─── Auszug ───

Aus diesen Prozessen werden 1-Propanol und Ethanol in einem mehrstufigen Trennsystem mit einer Gesamtjahreskapazität von ca. 25.000–30.000 t isoliert.
4. Verwendung von 1-Propanol

1-Propanol wird hauptsächlich als Lösungsmittel und chemisches Zwischenprodukt verwendet. Das wichtigste Derivat ist n-Propylacetat, das den größten Anteil am weltweiten Verbrauch ausmacht.
1-Propanol wird häufig als Lösungsmittel in Flexo- und Tiefdruckfarben verwendet, insbesondere für den Druck auf Polyolefin- und Polyamidfolien. Im Vergleich zu Ethanol und 2-Propanol bietet es Vorteile hinsichtlich Druckqualität und Trocknungsverhalten. Es wird auch als Lösungsmittel in Farben, Beschichtungen, Kosmetika, Pestiziden und Insektiziden eingesetzt.
In Europa gewinnt 1-Propanol aufgrund seiner hohen bioziden Wirkung gegen Bakterien, Pilze und Viren zunehmend an Bedeutung als Bestandteil von Hand- und Oberflächendesinfektionsmitteln.
Ein Großteil des 1-Propanols wird zu n-Propylacetat umgewandelt, das als Lösungsmittel in Farben, Lacken, Cellulosederivaten, Wachsen und Insektizidformulierungen verwendet wird. Andere Ester, wie n-Propylpropionat, werden in Beschichtungen verwendet und gelten aufgrund ihrer verbesserten Geruchseigenschaften als Ersatz für n-Butylacetat.
1-Propanol ist ein Ausgangsstoff für die Herstellung von Glykolethern wie Ethylenglykolmonopropylether, Diethylenglykolmonopropylether, Propylenglykolmonopropylether und Dipropylenglykolmonopropylether. Diese Lösungsmittel vereinen hohe Lösekraft mit Wasserverträglichkeit und werden in Beschichtungen und Reinigungsmitteln eingesetzt.
In Europa wird ein erheblicher Teil von 1-Propanol zu Propylaminen umgewandelt, die als Zwischenprodukte bei der Herstellung von Herbiziden und Pharmazeutika dienen.
1-Propanol ist eine Vorstufe von 1-Brompropan, einem Lösungsmittel, das als Ersatz für Methylenchlorid und ozonschädigende Verbindungen verwendet wird. Zu den kleineren Anwendungen zählen die Verwendung als Geschmacks- und Duftstoff, als Cosolvens in Pestizidformulierungen und als Futtermittelzusatz.

───

— Selbst ausprobieren —
Geben Sie aus dem Auszug über 1-Propanol den Abschnitt wortgetreu wieder, der mit den Worten „1-Propanol ist eine“ einsetzt und mit „und als Futtermittelzusatz.“ endet. Die folgenden Zeilen sind eigenständiges Material und gehören nicht zum Auszug.

─── Aufgeführte Zeilen ───

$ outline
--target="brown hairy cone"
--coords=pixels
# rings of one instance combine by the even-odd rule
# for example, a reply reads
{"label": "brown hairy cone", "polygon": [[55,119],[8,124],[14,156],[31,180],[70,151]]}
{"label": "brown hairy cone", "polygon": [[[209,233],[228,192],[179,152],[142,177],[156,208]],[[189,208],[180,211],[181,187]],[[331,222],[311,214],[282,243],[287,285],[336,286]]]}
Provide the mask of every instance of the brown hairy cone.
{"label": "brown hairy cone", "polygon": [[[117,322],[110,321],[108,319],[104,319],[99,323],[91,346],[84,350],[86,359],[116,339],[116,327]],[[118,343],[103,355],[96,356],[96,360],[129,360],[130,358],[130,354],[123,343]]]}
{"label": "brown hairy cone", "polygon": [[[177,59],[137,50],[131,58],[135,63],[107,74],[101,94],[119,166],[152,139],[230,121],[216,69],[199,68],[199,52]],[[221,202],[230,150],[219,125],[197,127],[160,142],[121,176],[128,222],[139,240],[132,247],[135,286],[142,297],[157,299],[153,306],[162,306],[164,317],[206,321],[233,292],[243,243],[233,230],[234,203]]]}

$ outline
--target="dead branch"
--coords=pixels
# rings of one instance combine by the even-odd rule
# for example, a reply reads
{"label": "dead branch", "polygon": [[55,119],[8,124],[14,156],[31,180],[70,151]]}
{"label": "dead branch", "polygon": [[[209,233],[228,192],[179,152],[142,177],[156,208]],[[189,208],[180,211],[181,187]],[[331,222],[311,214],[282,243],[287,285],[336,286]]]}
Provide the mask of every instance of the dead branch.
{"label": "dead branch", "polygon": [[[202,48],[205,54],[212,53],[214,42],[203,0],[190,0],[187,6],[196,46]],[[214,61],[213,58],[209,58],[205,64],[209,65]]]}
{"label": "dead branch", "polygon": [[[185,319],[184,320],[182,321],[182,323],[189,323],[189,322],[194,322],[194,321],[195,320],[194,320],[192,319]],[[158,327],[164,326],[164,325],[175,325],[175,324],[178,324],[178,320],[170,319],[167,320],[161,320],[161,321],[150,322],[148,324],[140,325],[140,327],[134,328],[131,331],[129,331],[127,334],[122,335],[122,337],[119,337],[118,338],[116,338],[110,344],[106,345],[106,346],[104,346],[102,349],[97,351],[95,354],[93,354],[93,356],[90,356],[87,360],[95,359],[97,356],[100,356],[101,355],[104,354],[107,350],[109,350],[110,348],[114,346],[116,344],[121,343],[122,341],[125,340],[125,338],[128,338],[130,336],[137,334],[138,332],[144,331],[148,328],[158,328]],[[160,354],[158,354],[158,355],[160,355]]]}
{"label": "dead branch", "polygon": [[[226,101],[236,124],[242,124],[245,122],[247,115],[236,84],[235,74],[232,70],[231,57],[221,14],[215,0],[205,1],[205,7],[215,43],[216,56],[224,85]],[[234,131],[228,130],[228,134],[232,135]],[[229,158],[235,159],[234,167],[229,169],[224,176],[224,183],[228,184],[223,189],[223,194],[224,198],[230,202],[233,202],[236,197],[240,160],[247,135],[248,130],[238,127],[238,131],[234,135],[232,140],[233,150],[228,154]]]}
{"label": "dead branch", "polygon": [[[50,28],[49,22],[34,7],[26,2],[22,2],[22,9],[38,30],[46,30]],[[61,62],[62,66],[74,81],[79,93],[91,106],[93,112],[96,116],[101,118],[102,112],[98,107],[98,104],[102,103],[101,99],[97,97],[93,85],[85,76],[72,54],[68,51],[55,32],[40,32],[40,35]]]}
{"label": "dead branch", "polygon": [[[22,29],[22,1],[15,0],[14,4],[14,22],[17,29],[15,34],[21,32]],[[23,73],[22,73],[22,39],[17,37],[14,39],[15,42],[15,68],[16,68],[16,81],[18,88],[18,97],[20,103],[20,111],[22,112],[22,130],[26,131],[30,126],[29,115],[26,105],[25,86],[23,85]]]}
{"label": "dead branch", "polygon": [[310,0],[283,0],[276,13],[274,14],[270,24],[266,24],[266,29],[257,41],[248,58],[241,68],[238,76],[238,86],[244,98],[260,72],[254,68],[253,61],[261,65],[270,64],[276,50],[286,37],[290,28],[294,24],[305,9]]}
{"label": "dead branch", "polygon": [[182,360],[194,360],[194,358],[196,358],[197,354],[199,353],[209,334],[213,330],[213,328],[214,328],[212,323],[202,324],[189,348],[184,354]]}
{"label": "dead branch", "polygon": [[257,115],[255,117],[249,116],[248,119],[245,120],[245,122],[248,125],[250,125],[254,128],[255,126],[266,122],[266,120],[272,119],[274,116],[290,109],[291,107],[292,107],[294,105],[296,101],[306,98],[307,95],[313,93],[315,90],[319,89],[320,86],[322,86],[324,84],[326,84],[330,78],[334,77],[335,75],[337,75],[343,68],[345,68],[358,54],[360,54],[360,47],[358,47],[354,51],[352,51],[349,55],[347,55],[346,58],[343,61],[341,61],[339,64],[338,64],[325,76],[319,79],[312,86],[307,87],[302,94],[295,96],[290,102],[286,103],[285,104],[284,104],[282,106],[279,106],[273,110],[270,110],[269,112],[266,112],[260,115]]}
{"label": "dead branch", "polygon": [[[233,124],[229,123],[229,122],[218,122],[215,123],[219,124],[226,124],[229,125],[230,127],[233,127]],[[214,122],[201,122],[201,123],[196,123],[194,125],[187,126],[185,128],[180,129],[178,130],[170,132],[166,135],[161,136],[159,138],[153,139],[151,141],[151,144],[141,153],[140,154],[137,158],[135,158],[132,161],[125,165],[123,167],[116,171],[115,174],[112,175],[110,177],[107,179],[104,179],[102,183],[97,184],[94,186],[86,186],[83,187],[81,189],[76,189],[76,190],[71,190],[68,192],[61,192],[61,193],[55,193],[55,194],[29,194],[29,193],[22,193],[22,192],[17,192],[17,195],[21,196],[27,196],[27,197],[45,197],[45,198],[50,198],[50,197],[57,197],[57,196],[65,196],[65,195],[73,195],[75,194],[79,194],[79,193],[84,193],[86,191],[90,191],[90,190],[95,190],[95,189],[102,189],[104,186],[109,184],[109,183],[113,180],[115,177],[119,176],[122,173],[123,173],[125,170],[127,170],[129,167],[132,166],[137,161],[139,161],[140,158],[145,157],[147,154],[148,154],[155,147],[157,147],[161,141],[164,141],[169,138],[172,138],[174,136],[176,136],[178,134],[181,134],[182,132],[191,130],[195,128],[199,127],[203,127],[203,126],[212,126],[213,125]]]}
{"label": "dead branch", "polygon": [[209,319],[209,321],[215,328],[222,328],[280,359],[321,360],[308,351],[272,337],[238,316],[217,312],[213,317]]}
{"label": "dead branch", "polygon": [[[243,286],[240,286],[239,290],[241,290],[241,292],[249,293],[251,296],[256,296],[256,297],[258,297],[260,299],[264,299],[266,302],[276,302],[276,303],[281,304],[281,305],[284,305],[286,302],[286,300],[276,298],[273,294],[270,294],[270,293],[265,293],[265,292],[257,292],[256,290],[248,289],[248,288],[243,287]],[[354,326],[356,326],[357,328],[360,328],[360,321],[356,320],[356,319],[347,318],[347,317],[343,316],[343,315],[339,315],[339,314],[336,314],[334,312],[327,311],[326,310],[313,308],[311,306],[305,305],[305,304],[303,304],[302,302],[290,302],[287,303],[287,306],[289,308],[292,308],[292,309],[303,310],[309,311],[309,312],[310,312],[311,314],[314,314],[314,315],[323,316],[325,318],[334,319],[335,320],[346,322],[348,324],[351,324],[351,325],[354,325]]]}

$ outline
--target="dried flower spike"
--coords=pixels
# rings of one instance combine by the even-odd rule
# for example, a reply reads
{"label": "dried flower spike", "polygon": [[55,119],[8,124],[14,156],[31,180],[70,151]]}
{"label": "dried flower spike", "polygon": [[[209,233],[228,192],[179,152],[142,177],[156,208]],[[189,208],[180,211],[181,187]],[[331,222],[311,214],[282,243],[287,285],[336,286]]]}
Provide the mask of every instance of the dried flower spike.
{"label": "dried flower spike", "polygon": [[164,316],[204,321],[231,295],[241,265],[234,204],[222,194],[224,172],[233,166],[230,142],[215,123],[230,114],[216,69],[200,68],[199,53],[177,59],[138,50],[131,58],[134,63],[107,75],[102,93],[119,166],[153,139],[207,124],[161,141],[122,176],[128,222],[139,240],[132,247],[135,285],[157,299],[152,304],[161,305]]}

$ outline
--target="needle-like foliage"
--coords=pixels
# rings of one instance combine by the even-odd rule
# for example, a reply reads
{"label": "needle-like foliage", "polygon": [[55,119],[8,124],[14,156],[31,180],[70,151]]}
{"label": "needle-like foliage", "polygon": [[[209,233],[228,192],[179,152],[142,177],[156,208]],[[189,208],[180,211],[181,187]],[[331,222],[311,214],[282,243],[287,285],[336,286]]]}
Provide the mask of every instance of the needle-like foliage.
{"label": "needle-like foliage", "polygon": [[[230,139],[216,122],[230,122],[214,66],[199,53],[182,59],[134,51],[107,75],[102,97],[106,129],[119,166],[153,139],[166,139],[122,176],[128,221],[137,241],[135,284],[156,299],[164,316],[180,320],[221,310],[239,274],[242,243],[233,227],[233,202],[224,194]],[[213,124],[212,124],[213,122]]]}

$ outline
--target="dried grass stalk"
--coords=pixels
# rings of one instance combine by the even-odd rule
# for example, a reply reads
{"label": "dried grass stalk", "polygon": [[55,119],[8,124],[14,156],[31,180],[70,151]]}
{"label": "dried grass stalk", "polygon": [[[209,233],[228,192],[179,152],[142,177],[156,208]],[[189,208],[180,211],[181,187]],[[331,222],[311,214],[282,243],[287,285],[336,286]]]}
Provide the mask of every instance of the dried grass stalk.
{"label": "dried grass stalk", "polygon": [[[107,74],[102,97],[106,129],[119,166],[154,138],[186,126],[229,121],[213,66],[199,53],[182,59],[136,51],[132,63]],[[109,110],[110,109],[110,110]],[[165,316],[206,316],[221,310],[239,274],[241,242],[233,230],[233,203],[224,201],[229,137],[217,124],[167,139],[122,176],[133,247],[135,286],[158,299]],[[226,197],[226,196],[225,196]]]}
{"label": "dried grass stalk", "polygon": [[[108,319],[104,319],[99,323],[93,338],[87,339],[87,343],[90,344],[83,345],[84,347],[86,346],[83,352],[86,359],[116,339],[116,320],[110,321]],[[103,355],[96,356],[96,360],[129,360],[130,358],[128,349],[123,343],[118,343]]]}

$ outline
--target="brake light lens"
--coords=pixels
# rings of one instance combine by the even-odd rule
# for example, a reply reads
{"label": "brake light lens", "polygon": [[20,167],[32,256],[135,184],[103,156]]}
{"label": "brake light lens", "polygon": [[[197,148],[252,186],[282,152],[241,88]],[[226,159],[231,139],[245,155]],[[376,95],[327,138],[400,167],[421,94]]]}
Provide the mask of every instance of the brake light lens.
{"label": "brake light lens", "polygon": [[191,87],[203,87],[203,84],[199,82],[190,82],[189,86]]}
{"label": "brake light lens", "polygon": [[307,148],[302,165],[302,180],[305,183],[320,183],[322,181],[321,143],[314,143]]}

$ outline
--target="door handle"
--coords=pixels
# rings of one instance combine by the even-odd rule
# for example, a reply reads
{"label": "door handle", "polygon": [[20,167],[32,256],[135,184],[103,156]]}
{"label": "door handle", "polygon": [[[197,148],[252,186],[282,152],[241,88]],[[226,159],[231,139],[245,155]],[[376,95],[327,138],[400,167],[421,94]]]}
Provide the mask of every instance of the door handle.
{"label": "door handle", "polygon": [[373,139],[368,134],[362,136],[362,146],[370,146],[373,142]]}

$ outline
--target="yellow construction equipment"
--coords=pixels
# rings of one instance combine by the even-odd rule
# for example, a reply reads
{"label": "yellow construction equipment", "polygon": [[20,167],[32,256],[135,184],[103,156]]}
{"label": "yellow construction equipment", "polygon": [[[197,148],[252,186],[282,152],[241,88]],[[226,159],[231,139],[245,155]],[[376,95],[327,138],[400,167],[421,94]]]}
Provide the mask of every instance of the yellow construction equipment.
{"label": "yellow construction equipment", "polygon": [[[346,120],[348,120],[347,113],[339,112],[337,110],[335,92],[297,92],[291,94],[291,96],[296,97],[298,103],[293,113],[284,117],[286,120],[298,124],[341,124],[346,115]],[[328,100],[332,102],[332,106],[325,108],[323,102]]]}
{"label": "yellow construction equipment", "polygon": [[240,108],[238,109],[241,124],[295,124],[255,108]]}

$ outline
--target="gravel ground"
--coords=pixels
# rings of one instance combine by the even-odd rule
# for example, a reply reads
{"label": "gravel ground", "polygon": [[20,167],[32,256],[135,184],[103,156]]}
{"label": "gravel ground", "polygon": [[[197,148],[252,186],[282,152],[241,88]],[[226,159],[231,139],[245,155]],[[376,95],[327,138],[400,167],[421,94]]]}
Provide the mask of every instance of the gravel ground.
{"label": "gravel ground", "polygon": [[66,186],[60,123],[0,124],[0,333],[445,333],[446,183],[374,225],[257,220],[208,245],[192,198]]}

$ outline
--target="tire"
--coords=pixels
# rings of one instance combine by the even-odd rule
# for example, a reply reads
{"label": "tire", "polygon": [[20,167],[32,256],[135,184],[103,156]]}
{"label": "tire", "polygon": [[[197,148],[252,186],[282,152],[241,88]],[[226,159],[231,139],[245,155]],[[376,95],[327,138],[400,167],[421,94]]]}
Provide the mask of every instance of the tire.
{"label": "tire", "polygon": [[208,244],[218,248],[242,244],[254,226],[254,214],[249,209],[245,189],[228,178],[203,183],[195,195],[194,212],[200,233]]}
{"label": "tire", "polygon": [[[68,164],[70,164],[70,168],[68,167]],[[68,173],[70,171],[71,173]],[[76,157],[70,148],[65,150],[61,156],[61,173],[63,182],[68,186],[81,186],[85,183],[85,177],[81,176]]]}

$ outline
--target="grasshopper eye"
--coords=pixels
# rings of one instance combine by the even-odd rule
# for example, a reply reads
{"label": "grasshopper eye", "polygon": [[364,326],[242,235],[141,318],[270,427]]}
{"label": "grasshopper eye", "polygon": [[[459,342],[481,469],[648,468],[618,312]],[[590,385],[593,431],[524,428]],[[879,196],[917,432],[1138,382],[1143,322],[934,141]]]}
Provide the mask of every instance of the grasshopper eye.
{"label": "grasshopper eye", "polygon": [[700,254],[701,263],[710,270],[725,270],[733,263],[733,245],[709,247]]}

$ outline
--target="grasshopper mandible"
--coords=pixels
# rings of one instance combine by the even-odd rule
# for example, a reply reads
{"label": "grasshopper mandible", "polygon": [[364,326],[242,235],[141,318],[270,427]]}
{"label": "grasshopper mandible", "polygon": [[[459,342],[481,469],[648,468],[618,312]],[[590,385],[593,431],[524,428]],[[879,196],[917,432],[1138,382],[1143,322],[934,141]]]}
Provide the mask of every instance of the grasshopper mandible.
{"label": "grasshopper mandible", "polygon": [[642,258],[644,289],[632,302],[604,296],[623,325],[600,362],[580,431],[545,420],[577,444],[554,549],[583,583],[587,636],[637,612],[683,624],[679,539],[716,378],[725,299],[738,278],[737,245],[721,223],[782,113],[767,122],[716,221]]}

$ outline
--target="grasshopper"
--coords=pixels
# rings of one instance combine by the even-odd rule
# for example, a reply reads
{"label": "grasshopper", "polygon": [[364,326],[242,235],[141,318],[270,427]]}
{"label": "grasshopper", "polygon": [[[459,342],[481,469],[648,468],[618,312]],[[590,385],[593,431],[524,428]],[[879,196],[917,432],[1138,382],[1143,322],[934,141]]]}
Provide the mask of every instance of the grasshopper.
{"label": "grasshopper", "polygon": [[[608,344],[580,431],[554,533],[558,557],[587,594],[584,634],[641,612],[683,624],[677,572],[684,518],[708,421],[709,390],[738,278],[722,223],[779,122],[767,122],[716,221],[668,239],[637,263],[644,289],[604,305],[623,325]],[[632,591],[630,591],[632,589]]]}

───

— Die erledigte Aufgabe —
1-Propanol ist eine Vorstufe von 1-Brompropan, einem Lösungsmittel, das als Ersatz für Methylenchlorid und ozonschädigende Verbindungen verwendet wird. Zu den kleineren Anwendungen zählen die Verwendung als Geschmacks- und Duftstoff, als Cosolvens in Pestizidformulierungen und als Futtermittelzusatz.